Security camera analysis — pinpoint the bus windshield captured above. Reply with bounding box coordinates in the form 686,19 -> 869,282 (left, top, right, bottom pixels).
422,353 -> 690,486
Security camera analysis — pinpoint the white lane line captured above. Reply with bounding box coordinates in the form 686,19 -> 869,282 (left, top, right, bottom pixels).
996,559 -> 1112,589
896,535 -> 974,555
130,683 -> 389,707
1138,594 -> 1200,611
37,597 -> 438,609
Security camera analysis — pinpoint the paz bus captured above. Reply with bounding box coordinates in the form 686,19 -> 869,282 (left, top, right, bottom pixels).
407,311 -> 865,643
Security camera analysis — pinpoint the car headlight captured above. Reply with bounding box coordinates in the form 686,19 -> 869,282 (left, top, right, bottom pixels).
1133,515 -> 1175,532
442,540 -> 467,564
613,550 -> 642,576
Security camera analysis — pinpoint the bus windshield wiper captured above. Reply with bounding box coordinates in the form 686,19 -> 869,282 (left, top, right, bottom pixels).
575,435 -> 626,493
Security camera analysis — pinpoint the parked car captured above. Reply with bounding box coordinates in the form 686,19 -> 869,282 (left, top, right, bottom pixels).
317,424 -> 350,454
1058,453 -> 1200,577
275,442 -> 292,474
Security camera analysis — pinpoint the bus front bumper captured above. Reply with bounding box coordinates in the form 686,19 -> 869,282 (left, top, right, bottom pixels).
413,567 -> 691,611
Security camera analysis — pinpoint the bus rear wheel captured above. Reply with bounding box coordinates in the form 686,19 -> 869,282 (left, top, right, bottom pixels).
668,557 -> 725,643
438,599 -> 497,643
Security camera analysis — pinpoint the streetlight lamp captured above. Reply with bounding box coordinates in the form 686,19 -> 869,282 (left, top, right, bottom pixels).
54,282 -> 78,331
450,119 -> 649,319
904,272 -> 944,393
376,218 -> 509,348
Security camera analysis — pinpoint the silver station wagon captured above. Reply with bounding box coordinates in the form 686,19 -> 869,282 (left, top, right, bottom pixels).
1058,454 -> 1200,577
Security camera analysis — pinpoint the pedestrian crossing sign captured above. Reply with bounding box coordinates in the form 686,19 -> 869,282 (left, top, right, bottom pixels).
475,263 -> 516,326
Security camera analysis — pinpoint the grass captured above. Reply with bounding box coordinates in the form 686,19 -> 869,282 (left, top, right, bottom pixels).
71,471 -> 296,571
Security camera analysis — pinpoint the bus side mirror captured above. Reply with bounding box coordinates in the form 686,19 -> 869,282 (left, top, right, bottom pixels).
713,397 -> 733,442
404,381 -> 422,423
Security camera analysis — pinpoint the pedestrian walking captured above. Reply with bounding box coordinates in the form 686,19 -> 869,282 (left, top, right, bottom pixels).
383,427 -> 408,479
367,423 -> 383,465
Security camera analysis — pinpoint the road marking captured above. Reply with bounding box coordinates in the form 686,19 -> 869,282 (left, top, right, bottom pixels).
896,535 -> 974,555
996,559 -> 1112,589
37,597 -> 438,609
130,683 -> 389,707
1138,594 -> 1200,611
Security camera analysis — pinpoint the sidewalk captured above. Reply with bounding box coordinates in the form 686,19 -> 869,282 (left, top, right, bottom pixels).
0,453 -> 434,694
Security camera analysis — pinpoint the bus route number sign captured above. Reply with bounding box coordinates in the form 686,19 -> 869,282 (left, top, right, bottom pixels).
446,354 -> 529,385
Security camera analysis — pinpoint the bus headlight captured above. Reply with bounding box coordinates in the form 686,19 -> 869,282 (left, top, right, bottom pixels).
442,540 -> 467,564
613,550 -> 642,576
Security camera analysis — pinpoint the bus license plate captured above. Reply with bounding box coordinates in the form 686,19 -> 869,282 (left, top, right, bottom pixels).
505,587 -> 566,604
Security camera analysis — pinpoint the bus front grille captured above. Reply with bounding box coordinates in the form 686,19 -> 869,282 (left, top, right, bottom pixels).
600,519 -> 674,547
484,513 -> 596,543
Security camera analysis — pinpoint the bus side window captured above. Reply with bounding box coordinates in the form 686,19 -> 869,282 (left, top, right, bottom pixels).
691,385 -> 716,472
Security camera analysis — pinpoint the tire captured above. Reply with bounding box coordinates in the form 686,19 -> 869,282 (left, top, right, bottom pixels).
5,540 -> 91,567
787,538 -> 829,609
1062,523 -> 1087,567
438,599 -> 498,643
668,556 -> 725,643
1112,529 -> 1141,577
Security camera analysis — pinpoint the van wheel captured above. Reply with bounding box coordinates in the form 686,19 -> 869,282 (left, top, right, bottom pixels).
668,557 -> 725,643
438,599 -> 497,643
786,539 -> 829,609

++++++++

> Prompt: Can you edit all of the material above so that each "Security camera analysis" becomes "Traffic camera analysis", with every other character left as it is?

> Worked answer:
Traffic camera analysis — pinpoint the bus windshield captured above. Reply with bounding box coordinates in the form 686,19 -> 869,282 (left, top, right, bottom pixels).
422,353 -> 690,486
Traffic camera analysis — pinpoint the white lane line captured above. Reply with bounding box coordinates in the form 686,19 -> 869,282 (left, top, right, bottom pixels).
996,559 -> 1112,589
896,535 -> 974,555
130,683 -> 389,707
1138,594 -> 1200,611
37,597 -> 438,609
Traffic camera analysis — pinpoint the paz bus captured above. Reply with bounding box coordinates in the form 686,19 -> 869,282 (left, top, right, bottom pixels).
407,311 -> 865,643
Traffic camera analysis — pinpoint the car headlight captured above. Reply with bounding box coordinates in the form 686,19 -> 869,282 (left, top, right, bottom pixels).
1133,515 -> 1175,532
442,540 -> 467,564
613,550 -> 642,576
Traffic camera analysis — pinpoint the bus windshield wiper captured above. Reply with bounding box coordinates in the form 686,19 -> 869,282 (left, top, right, bottom pixels).
575,435 -> 626,493
Traffic camera analysis — pinpoint the parked car captured above. Reply with bounding box coordinates in the form 686,19 -> 869,282 (left, top, right, bottom pixels).
317,424 -> 350,454
1058,453 -> 1200,577
275,442 -> 292,474
Traffic camera analysis — pinpoint the bus front bumper captured above. Reply with bounding box coordinates in the form 686,19 -> 869,282 (left, top, right, bottom pixels).
413,567 -> 691,611
Traffic camera analysis — pinpoint the bus rear wheel captured above. Reply with bounding box coordinates in the form 686,19 -> 869,282 (left, top, right, bottom pixels).
668,557 -> 725,643
438,599 -> 497,643
Traffic camera analysis — pinpoint the streetlight lamp captured above. Reply with bounding box coordinates in the form 686,19 -> 869,282 (left, top, right, bottom pixels).
54,282 -> 78,331
450,119 -> 649,319
904,272 -> 944,393
376,218 -> 509,348
Traffic camera analysis — pinpoint the silver station wagon captured above. Reply with bounding box coordinates in the form 686,19 -> 869,282 (left, top, right, bottom pixels).
1058,454 -> 1200,577
Traffic camera analysis — pinpoint the pedestrian crossing sign captured above. Reply with bounding box coordinates in the form 686,19 -> 869,282 (left, top, right, bottom pixels).
475,263 -> 516,326
Traffic camera analysis — pinpoint the grass captured above. Reply with bounding box coordinates in the form 686,19 -> 869,282 (left, top, right, bottom pixels).
71,471 -> 296,571
Traffic camera analysis — pinpoint the bus side mirror captured above. Reply with bounding box coordinates in the form 686,19 -> 869,282 (left, top, right, bottom pixels).
713,397 -> 733,442
404,381 -> 422,423
Traffic camera analysis — pinpoint the pedestrian walking captured above. Reply with bounding box coordinates in the form 686,19 -> 869,282 (left, top, right, bottom pixels).
383,427 -> 408,479
367,423 -> 383,465
Traffic camera analysis — pinpoint the road marking captured above. Reply with bounding box coordinates in the form 686,19 -> 869,282 (left, top, right, bottom pixels).
896,535 -> 974,555
996,559 -> 1112,589
37,597 -> 438,609
130,683 -> 389,707
1138,594 -> 1200,611
Traffic camera analysis — pinpoint the sidewalk captured above. Reply with bounding box coordinates in the form 686,19 -> 869,282 (left, top, right, bottom pixels).
0,453 -> 434,694
Traffic camera analysis — pinpoint the bus route number sign captured above. Reply with bounding box coordinates in the form 686,19 -> 869,282 (left, top, right, bottom pixels).
446,354 -> 529,385
Traffic camera analysis — pinpoint the bus headlight captured above. Reply with bounding box coordinates in the form 686,19 -> 869,282 (left, top, right, bottom pixels).
442,540 -> 467,564
613,550 -> 642,576
Traffic camera analysis — pinpoint the bus license plate captured above. Reply with bounding box coordinates in the form 686,19 -> 869,282 (left, top, right, bottom pixels).
505,587 -> 566,604
Traffic camera analysis — pinpoint the bus front grille captured above. Reply with bounding box coordinates in the form 686,19 -> 869,282 (left, top, right, bottom pixels).
600,519 -> 674,547
484,513 -> 596,543
Traffic camera analysis — pinpoint the bus side window captured above. Reply with bounding box coordinates in the form 686,19 -> 869,282 (left, top, right, bottom pixels).
691,385 -> 716,472
Traffic camera analysis — pinpoint the tire captured above. Reply with bounding box coordinates in the form 686,19 -> 869,282 (left, top, right, bottom pixels).
5,540 -> 91,567
787,538 -> 829,609
1062,523 -> 1087,567
438,599 -> 498,643
668,556 -> 725,643
1112,529 -> 1141,577
Traffic camera analysis — pinpoint the van wheel captured above. Reply with bounding box coordinates in the form 686,19 -> 869,282 (left, top, right, bottom pixels).
668,557 -> 725,643
438,599 -> 497,643
786,539 -> 829,609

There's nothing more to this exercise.